• _Assignment 1_: Sum up the article on stale art and antiques in two sentences.
• _Assignment 2_: From the article on stale art and antiques, copy the passage that begins with the words "When asked what" and ends after "out of place.".

• _Excerpted passage_:
Ask the Experts | Renewal

What to do with stale, unloved art and antiques

It’s a common problem—that inherited antique dining set or that painting you bought fresh out of grad school, it just doesn’t seem to satisfy your aesthetic the way it used to. Our personal attachment to the art and antiques we own sometimes loses its luster, even when the piece maintains its good condition. While we may simply outgrow an item’s style or functionality, more often than not, art and antiques warrant a second chance. Local experts deal with this situation all of the time and have a number of suggestions for reviving your love.

“Art and antiques are usually cherished because they are strongly connected to memories and emotions,” says Valerie Legras, founder and principal designer at Valerie Legras Atelier. “Finding ways to breathe fresh life into pieces is key to reconnecting and restoring that enjoyment.”

Blake Erskin, NCIDQ and managing partner of Shotgun Design Group says when people fall out of love with their belongings, it’s usually because it no longer feels new to them. Managing Partner Amanda Connolly agrees. She notes that you can get used to seeing an object in one place and in one light and eventually feel the need for change. Of course, sometimes the pieces weren’t cherished to begin with — they were simply inherited and don’t really fit into your design plan.

When asked what designers do in their own homes when they run into this dilemma, most designers start by moving things around. Connolly has an antique dresser that first lived in her master and guest bedrooms, but when she moved from a 1903 Victorian to a 1960s colonial, it seemed out of place.

“Instead of letting it go for something new, I found a new life for it in my entry foyer flanked by two midcentury arm chairs and a collection of art pieces that I have acquired through the years,” says Connolly. “I love it there and how my antiques from various decades work together with an otherwise far more modern wallpaper.”

Stored data entries:
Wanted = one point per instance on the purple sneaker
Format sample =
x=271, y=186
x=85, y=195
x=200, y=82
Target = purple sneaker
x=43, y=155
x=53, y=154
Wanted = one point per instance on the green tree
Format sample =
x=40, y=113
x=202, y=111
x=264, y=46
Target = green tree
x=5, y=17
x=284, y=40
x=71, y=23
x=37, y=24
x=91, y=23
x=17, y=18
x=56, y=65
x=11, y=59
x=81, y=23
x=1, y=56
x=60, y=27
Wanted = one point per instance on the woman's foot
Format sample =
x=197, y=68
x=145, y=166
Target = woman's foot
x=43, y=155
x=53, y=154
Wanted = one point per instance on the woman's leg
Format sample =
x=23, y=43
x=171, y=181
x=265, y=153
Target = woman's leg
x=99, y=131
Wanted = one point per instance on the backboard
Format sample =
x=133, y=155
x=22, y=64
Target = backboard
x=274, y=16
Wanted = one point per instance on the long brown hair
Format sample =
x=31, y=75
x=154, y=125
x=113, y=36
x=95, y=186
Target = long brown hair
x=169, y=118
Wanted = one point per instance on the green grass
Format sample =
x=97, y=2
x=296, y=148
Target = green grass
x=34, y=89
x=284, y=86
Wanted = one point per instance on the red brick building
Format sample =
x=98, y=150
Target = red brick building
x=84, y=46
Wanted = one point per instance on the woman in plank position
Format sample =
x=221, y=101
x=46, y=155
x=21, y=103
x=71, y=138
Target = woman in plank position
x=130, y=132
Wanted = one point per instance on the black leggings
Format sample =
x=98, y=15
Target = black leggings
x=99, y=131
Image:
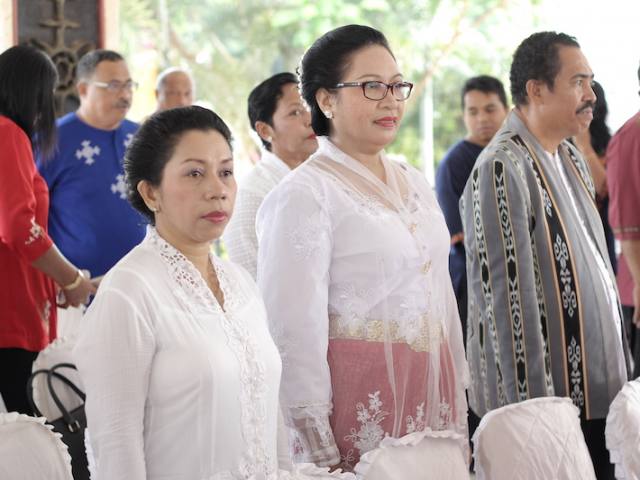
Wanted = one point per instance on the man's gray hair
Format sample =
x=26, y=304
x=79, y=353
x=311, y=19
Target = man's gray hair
x=89, y=62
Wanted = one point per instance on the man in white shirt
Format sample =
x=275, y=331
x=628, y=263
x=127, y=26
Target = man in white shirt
x=544, y=314
x=279, y=117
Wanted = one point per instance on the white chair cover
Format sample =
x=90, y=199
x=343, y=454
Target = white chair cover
x=30, y=449
x=531, y=440
x=424, y=455
x=59, y=351
x=622, y=432
x=70, y=321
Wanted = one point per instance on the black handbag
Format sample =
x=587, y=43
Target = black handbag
x=71, y=425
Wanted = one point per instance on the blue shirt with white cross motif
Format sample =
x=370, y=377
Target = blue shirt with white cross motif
x=90, y=219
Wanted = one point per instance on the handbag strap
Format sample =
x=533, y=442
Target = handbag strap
x=72, y=424
x=32, y=403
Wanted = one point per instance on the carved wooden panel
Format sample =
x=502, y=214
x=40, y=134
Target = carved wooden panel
x=65, y=30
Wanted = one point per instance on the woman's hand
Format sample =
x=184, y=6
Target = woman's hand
x=79, y=291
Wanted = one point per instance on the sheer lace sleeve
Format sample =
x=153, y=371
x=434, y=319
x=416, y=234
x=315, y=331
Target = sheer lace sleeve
x=294, y=235
x=240, y=235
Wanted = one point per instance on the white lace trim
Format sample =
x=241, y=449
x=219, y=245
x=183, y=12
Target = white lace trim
x=192, y=286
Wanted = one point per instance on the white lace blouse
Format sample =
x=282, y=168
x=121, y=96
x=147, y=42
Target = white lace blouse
x=354, y=274
x=176, y=387
x=240, y=235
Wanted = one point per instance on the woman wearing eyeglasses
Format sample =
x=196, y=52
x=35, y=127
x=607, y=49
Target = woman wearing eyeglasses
x=352, y=265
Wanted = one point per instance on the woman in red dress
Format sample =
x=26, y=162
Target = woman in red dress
x=32, y=268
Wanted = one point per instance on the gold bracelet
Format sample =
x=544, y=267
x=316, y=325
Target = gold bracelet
x=76, y=283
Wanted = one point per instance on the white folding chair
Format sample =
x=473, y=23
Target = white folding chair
x=532, y=440
x=428, y=455
x=622, y=432
x=30, y=449
x=58, y=351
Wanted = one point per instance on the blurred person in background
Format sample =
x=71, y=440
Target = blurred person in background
x=174, y=88
x=283, y=123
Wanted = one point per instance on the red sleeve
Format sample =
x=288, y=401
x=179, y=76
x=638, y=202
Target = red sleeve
x=20, y=229
x=623, y=181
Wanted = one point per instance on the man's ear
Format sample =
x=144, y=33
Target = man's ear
x=82, y=86
x=148, y=194
x=326, y=100
x=264, y=131
x=535, y=90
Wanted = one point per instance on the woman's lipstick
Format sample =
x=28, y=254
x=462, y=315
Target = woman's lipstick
x=217, y=216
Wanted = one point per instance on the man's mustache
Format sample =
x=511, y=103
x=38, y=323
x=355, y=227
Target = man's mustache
x=586, y=105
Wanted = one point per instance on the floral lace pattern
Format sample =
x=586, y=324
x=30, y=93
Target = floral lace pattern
x=371, y=432
x=370, y=417
x=191, y=285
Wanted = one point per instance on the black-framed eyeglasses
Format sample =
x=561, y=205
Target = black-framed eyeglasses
x=374, y=90
x=117, y=86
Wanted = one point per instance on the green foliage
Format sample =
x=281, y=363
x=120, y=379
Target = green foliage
x=232, y=45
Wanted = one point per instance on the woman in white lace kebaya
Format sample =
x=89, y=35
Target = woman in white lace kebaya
x=353, y=267
x=180, y=371
x=278, y=116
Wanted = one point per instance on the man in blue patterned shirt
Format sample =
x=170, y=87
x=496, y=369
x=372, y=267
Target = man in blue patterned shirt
x=90, y=219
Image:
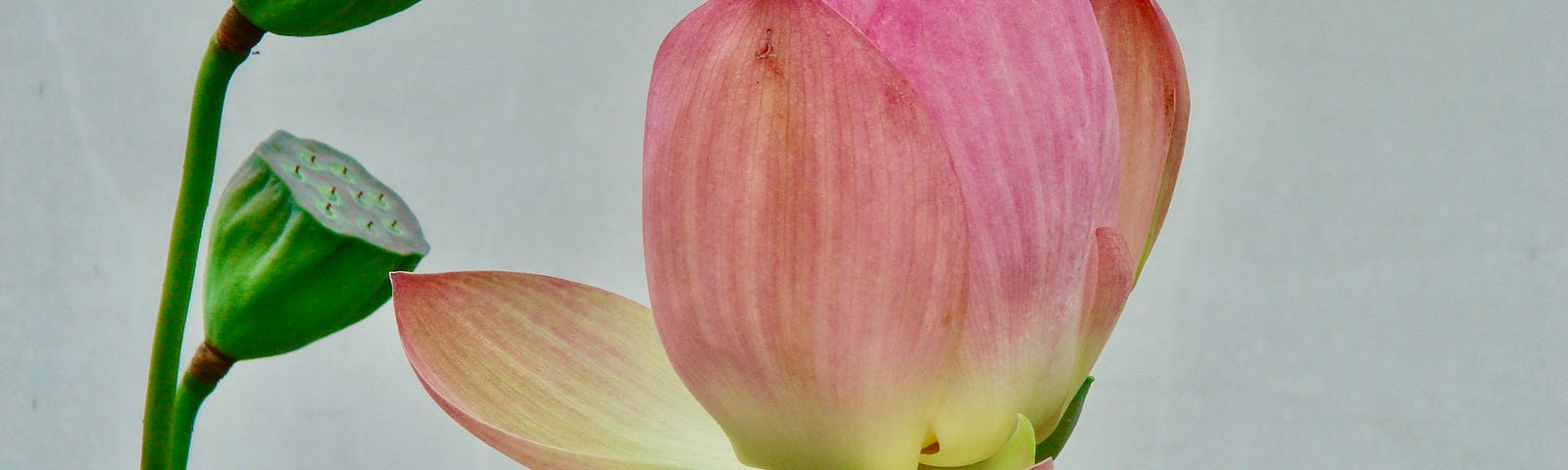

• _Task output 1_: People's attachment to the art and antiques they own can fade, but local design experts say these pieces often deserve a second chance and offer ways to revive that love. They note that people usually fall out of love with belongings that no longer feel new, and designers often start by moving things around, as Amanda Connolly did when she gave an antique dresser a new place in her entry foyer.

• _Task output 2_:
When asked what designers do in their own homes when they run into this dilemma, most designers start by moving things around. Connolly has an antique dresser that first lived in her master and guest bedrooms, but when she moved from a 1903 Victorian to a 1960s colonial, it seemed out of place.